The humanitarian organization is now working from the city of Khan Younis, north of Rafah, and the center of the Gaza Strip. “In Khan Younis we have restarted operations despite the damage caused to all our facilities,” Lazzarini wrote.

A spokesperson for the organization confirmed to dpa on Saturday evening that UNRWA staff had left Rafah and were continuing their work in Khan Younis.

The Israel Defense Forces (IDF) continued its operation in Rafah, Gaza, on Saturday, despite extensive international criticism.

Israel considers Rafah the last stronghold of the Palestinian militant group Hamas, which sparked the current conflict in Gaza after killing hundreds of civilians in Israel on October 7.

Many of Israel’s allies, however, vehemently opposed a military incursion into Rafah due to the high number of civilians who took shelter there from fighting elsewhere in the coastal area. Since then, many of them have left Rafah again.

According to the head of UNRWA, there are currently 1.7 million people in Khan Younis, in the south of the coastal zone and in the center of the Gaza Strip.

UNRWA began to gradually resume its work in Khan Younis following the withdrawal of the Israeli army in April and now mainly provides services there.

Previously, the agency’s work focused on Rafah. Lazzarini said all of the humanitarian organization’s 36 shelters are now empty.

UNRWA said thousands of displaced people now live among rubble and in destroyed facilities of humanitarian organizations in the Jabalia refugee camp, after the Israeli army recently withdrew from the city in the northern Gaza Strip.

----

*The request*.
Echo everything in the UNRWA relocation report from "According to the" down to "northern Gaza Strip.", keeping every word unchanged. Base every response solely on the news report about UNRWA's relocation from Rafah to Khan Younis.

*Dataset extract*.
----

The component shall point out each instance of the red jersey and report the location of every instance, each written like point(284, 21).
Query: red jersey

----

*Answer to this problem*.
According to the head of UNRWA, there are currently 1.7 million people in Khan Younis, in the south of the coastal zone and in the center of the Gaza Strip.

UNRWA began to gradually resume its work in Khan Younis following the withdrawal of the Israeli army in April and now mainly provides services there.

Previously, the agency’s work focused on Rafah. Lazzarini said all of the humanitarian organization’s 36 shelters are now empty.

UNRWA said thousands of displaced people now live among rubble and in destroyed facilities of humanitarian organizations in the Jabalia refugee camp, after the Israeli army recently withdrew from the city in the northern Gaza Strip.